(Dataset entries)
+++

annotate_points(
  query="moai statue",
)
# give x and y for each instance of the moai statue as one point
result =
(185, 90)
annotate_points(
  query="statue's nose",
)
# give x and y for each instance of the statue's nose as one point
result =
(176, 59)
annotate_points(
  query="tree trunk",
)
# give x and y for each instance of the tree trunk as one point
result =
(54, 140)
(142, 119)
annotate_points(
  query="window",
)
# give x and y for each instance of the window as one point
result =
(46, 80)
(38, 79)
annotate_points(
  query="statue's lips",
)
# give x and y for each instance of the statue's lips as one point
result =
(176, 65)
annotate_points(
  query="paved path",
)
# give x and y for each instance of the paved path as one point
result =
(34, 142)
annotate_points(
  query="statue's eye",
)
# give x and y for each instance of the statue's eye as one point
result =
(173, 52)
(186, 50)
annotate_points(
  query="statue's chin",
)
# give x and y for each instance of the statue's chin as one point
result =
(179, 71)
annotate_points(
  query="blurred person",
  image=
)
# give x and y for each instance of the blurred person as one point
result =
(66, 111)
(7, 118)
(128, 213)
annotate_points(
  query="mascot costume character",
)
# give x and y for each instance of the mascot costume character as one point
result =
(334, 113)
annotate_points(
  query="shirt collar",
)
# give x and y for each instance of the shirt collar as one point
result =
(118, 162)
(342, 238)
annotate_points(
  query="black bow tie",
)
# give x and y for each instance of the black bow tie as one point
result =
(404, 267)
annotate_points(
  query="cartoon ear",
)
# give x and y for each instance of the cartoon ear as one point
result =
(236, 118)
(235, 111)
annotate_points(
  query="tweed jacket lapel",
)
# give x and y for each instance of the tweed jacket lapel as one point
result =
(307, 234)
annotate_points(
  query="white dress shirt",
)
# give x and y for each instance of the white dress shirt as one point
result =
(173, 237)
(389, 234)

+++

__Work item__: Each line above that contains "shirt" must be copied out.

__Exercise response__:
  query="shirt collar",
# give x and y for each instance of the shirt collar as one point
  query="white dress shirt",
# give x and y for each instance of the white dress shirt as one point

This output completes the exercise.